Supplied material:
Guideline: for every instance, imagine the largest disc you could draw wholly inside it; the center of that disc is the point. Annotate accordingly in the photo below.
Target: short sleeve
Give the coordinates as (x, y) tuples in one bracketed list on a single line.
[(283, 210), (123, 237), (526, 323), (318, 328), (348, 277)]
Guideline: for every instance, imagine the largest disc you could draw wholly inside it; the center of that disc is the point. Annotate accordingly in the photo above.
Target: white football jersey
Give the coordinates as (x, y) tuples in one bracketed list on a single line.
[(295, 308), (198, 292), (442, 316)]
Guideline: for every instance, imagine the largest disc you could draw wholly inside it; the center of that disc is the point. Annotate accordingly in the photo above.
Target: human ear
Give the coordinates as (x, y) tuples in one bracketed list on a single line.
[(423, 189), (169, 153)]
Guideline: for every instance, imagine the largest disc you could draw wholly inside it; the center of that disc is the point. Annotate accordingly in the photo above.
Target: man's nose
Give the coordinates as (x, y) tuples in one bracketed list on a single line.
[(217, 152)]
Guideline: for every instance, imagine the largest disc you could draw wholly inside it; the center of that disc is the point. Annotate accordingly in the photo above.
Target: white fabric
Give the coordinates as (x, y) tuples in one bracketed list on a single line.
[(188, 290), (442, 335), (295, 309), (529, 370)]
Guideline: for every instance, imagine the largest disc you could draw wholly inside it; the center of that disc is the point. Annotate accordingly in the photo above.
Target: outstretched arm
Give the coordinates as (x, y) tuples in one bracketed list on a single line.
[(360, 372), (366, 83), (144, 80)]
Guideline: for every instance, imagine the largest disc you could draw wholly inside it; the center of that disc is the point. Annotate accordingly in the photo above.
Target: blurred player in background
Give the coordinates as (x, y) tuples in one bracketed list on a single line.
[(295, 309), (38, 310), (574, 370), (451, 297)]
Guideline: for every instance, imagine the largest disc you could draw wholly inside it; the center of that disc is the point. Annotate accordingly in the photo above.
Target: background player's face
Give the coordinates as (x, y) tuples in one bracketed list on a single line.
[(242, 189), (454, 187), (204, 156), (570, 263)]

Description of the task: Please copy all of the records above word for word, keeping every line intact and in its original order.

Solution to the problem:
Guideline: for every instance, imagine the largest disc you could draw wholly inside it; the center of that disc is the point. Annotate accordingly in the photo below.
Target: short sleeve
Give the coordinates as (x, y) tuples in one bracketed list on a single line.
[(283, 210), (123, 237), (526, 323), (318, 328), (348, 277)]
Guideline: for every instance, imagine the largest disc you could draw wholly inside it; the center of that disc is the point. Annotate accordingly in the photo above.
Target: white football jersey
Give the coordinates as (x, y) tuples in one bracketed list on a single line.
[(295, 308), (198, 292), (442, 316)]
Guideline: for every instance, imagine the largest disc you could draw wholly inside it; the center of that disc is the point. Annotate accordingly in the photo above.
Target: human ear
Give the coordinates as (x, y) tuples in one bracketed list on a single line.
[(423, 189), (169, 153)]
Guideline: for every instance, imagine the largest disc you could draw wholly inside it; the center of that disc is the point. Annotate accordingly in the photo above.
Target: man's nose
Give the coordinates as (x, y) tuples in one bracketed list on a single line.
[(217, 152)]
Guideline: for every instance, imagine the largest disc you could draw wholly inside it; the center of that disc is the point. Annotate accordingly in the photo above.
Target: white fabric
Give the coordinates as (x, y) tuples in one bracketed list on a single line.
[(188, 290), (442, 335), (295, 309), (529, 370)]
Guideline: for every instance, imagine the largest disc you could draw wholly inside it; the center of that disc is the point. Annotate accordingly in the photo above.
Target: outstretched arm
Give the coordinates as (x, y) tuples in one bracketed list on a single line.
[(360, 372), (366, 83), (144, 80)]
Guideline: for every instance, imagine the largest disc you could draw wholly inside it; the center of that disc is the point. Annotate accordingly in the photo above.
Target: blurred player in background
Give the coordinates as (x, y) tuples in one bracketed list on a single line.
[(295, 309), (38, 310), (574, 370), (451, 297)]
Guideline: for every instance, imagine the largest disc you could draw wholly inside it; the center of that disc is the point. Annotate accordingly in the photo above.
Target: background player's face
Give the coordinates as (x, y) tuples in one bracketed list on a single line.
[(242, 189), (454, 187), (204, 156), (570, 263)]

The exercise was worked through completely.